[Begin RECORDS PROVIDED]

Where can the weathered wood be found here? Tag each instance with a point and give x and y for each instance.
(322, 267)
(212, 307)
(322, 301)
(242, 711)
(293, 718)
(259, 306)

[End RECORDS PROVIDED]

▶ STATED TASK
Rewrite the material above as a JSON list of strings with one string for each line, leaving out any blank lines.

▶ SOLUTION FOR THIS PROBLEM
[
  "Where can the weathered wood be found here? Tag each instance with a point and give x and y for each instance.",
  "(322, 267)",
  "(212, 307)",
  "(322, 301)",
  "(242, 711)",
  "(293, 718)",
  "(259, 306)"
]